▶ **TASK BRIEF**
Copy the entries below word for word, beginning at the start and stopping after the line that contains "point(466, 312)". Leave the pictures out of your copy.

[Entries from a pointing dataset]
══════════
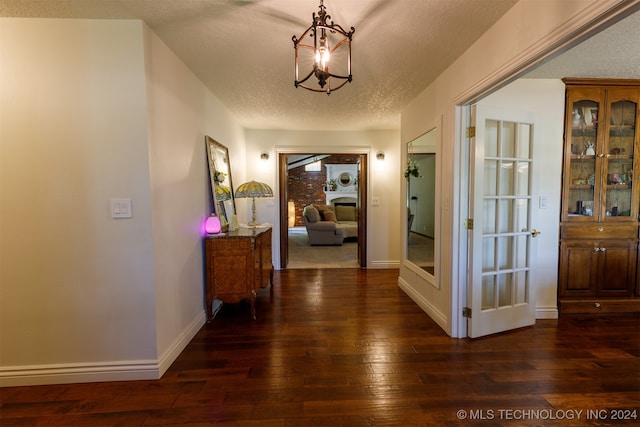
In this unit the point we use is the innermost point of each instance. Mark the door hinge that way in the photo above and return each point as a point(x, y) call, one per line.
point(471, 132)
point(466, 312)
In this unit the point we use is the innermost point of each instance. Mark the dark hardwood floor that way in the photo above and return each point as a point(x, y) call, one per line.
point(346, 347)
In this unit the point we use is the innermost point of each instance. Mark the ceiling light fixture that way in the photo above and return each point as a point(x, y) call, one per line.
point(330, 41)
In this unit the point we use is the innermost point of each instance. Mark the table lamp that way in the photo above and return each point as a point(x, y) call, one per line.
point(253, 189)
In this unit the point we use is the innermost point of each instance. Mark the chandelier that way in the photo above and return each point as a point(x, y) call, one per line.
point(330, 41)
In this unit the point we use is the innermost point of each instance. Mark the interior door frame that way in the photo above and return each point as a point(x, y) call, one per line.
point(363, 201)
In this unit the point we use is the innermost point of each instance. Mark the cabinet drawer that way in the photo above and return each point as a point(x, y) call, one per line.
point(599, 231)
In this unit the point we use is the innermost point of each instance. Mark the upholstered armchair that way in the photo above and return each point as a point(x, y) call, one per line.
point(321, 232)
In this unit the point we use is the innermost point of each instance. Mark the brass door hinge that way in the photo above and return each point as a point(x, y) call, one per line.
point(471, 132)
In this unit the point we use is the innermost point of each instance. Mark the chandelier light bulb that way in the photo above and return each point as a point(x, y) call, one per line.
point(316, 46)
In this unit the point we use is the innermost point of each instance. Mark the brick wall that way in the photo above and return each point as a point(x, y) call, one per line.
point(304, 187)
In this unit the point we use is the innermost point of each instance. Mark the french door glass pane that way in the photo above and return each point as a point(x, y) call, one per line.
point(491, 138)
point(506, 179)
point(488, 292)
point(524, 141)
point(522, 215)
point(505, 252)
point(490, 177)
point(507, 140)
point(488, 254)
point(522, 282)
point(521, 251)
point(504, 289)
point(489, 212)
point(523, 178)
point(505, 217)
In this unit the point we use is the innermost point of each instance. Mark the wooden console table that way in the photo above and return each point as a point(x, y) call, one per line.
point(238, 263)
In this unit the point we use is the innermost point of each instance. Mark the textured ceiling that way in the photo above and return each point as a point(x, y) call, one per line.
point(242, 51)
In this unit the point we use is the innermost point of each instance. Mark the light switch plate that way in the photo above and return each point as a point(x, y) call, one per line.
point(543, 202)
point(121, 208)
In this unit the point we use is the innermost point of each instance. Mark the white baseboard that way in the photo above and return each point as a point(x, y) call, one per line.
point(547, 312)
point(384, 264)
point(178, 346)
point(129, 370)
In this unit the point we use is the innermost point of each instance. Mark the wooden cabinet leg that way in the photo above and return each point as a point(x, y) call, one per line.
══════════
▶ **WRITTEN ANSWER**
In this unit the point we use is the innermost point of each instance. Mark the door hinge that way in the photo above and return each point as a point(x, y) call, one per line.
point(471, 132)
point(466, 312)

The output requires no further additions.